### TEXT PROVIDED
- - - -

When the FDA Advisory Committee for Reproductive Health Drugs convened in mid-June to consider approving the nonhormonal agent flibanserin for the treatment of hypoactive sexual desire disorder (HSDD) in premenopausal women, there was no FDA-approved drug for the disorder.
There still isn’t.
After examining data from two US-based Phase-3 trials (and a third trial conducted in Europe), the committee 1) decided that evidence of flibanserin’s efficacy is lacking, and 2) found the prevalence of side effects worrisome. It did agree with drug maker Boehringer Ingelheim that there is “widespread unmet need” for a medical therapy for HSDD.
The two primary US efficacy studies of flibanserin failed to achieve significance for the prespecified co-primary endpoint of sexual desire, as measured by a daily eDiary that recorded the number of sexually satisfying events and asked patients to rate the intensity of desire as “none,” “low,” “moderate,” or “strong.” At the same time, 15% of women taking 100 mg of the drug—the recommended dosage—discontinued treatment due to adverse events such as somnolence, nausea, dizziness, insomnia, and anxiety, compared with 7% of those taking placebo.
The committee’s decision does not mean that the FDA will ultimately reject the new drug application of German manufacturer Boehringer Ingelheim, but approval appears unlikely based on the data reviewed at the committee hearing.
After voting down the drug, Acting Committee Chair Julia Johnson, MD, recommended that Boehringer Ingelheim continue to study the agent because of its “promising” potential—and several other panelists supported that recommendation. Dr. Johnson is Professor and Chair of Obstetrics and Gynecology at the University of Massachusetts Medical School and UMass Memorial Medical Center in Worcester, Mass.
Boehringer Ingelheim is currently recruiting participants for a Phase 3 trial of flibanserin in postmenopausal women in North America (NCT01057901).

- - - -

### INSTRUCTIONS
1. Reproduce the part of the flibanserin report that opens with the words containing "The committee’s decision" and closes with "in Worcester, Mass.".
2. Render this sentence from the flibanserin report in Spanish: "Boehringer Ingelheim is currently recruiting participants for a Phase 3 trial of flibanserin in postmenopausal women in North America (NCT01057901)."
3. Answer these questions using the flibanserin report.
(a) What share of women taking the 100 mg dosage stopped treatment because of adverse events?
(b) On what point did the committee agree with Boehringer Ingelheim?
(c) At which institutions is Julia Johnson Professor and Chair of Obstetrics and Gynecology?
The material after this point comes from a different source than the flibanserin report.

### SOURCE MATERIAL

- - - -

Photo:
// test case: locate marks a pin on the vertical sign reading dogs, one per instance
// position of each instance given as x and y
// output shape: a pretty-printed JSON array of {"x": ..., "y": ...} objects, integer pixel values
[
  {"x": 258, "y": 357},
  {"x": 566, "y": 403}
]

- - - -

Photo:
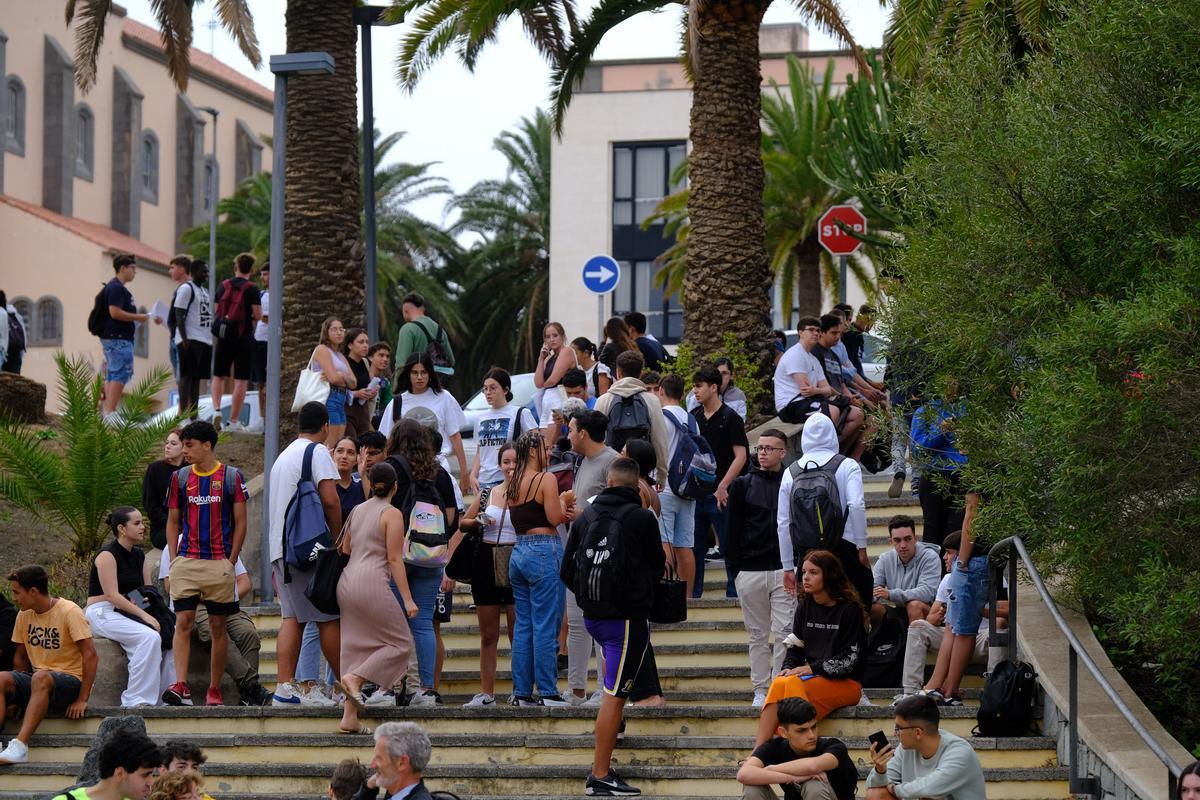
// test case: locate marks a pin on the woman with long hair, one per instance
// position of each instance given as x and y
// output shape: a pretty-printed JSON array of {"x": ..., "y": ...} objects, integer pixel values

- - - -

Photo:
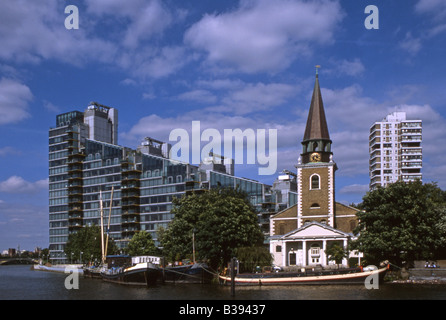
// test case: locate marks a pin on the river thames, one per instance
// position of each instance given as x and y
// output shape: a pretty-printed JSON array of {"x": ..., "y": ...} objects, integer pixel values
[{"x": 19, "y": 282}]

- - - -

### YOUR WRITTEN ANSWERS
1.
The committee’s decision does not mean that the FDA will ultimately reject the new drug application of German manufacturer Boehringer Ingelheim, but approval appears unlikely based on the data reviewed at the committee hearing.
After voting down the drug, Acting Committee Chair Julia Johnson, MD, recommended that Boehringer Ingelheim continue to study the agent because of its “promising” potential—and several other panelists supported that recommendation. Dr. Johnson is Professor and Chair of Obstetrics and Gynecology at the University of Massachusetts Medical School and UMass Memorial Medical Center in Worcester, Mass.

2. Boehringer Ingelheim está reclutando actualmente participantes para un ensayo de fase 3 de flibanserina en mujeres posmenopáusicas en Norteamérica (NCT01057901).

3.
(a) 15%
(b) That there is "widespread unmet need" for a medical therapy for HSDD.
(c) The University of Massachusetts Medical School and UMass Memorial Medical Center in Worcester, Mass.